WHAT TO PRODUCE: Reproduce word for word the part of the meeting transcript starting at "Alan Laidlaw: Original emoji." and ending at "bring it down.".

QUOTED PASSAGE:

Brandel Zachernuk: The expressive repertoire of Morris dancing is limited and has limited external legibility to many people. Most people aren’t very good at it, and most people aren’t very good at reading it. But nevertheless, it’s a piece of media and it’s a piece that can be authored and considered and designed and sort of considered along with the sort of the the rest of the slate of things, attributes and dimensions that exist for that media. And yeah, like in that same sense, we you should have a tool that obliges you to consider the image and the description. Maybe actually being able to kind of trigger all of the Philips hue light bulbs in a in an area to be able to say what color the the the light should be when somebody is reading it. If somebody has a preferred sort of repertoire of scents that should be playing over the over the olfaction sort of systems in the area, those are all not real today but could be just as valid as mechanisms. And so yeah what what the boundaries of, of a text are what you mean by sort of composing, arranging and presenting and excluding various aspects of the sort of the things that you understood or thought about as a consequence of building them are really interesting, really provocative. But we also don’t know and for for human agents, but also for non-human agents of the kind that we don’t have good enough models for today.

Frode Hegland: Yes, Superimportant We are over time. Today I’m okay. Going further if you guys are. Um. I think we’ve gotten onto a really good topic and I certainly don’t want to cut them off. Do you guys want to do another 15? If someone has to leave, they have to leave. I mean, Brandel. I believe you have a job somewhere in some kind of a fruit orchard or something.

Speaker5: But yeah.

Brandel Zachernuk: I’ve got to drop in a few minutes. But yeah, I’m okay to listen rather than just talk and then leave.

Frode Hegland: All right. Leon, please.

Leon Van Kammen: Thanks. Very interesting points. Brandel. At some point I. I heard something like image. Is that correct?

Alan Laidlaw: Original emoji. It’s a it’s a term of endearment for rappers.

Brandel Zachernuk: Og is Opengraph. It’s the open graph protocol was defined by Facebook. So when you post a link in Facebook, then you get a picture and a paragraph. Similar thing for Twitter. So it’s a it’s a sort of a requisite component of a lot of people’s media authoring is to be able to say like and similar for the keyword keywords, the meta equivalents in the hypertext document of like this page is like that page. But in this language for something that Apple went through a whole spate of in order to make sure that non-English search results turned up with the proper priority in those languages and things.

Frode Hegland: I prefer Allen’s definition, but whatever.

Speaker5: Sorry to bring it down.

GIVEN INFORMATION:
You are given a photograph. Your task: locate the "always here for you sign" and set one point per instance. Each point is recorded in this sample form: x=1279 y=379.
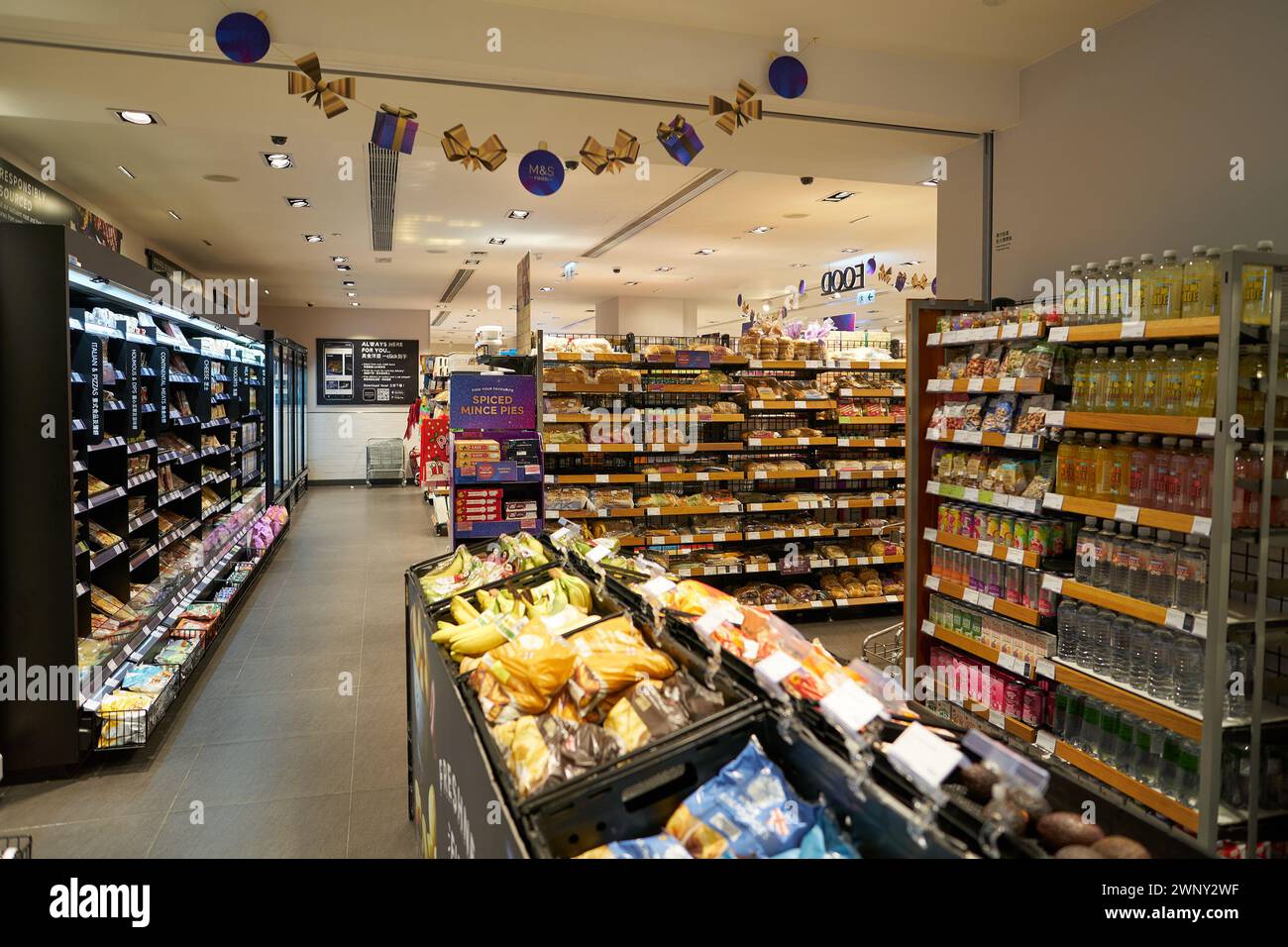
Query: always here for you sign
x=492 y=402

WRITTEN SOLUTION:
Alan Laidlaw: Original emoji. It’s a it’s a term of endearment for rappers.

Brandel Zachernuk: Og is Opengraph. It’s the open graph protocol was defined by Facebook. So when you post a link in Facebook, then you get a picture and a paragraph. Similar thing for Twitter. So it’s a it’s a sort of a requisite component of a lot of people’s media authoring is to be able to say like and similar for the keyword keywords, the meta equivalents in the hypertext document of like this page is like that page. But in this language for something that Apple went through a whole spate of in order to make sure that non-English search results turned up with the proper priority in those languages and things.

Frode Hegland: I prefer Allen’s definition, but whatever.

Speaker5: Sorry to bring it down.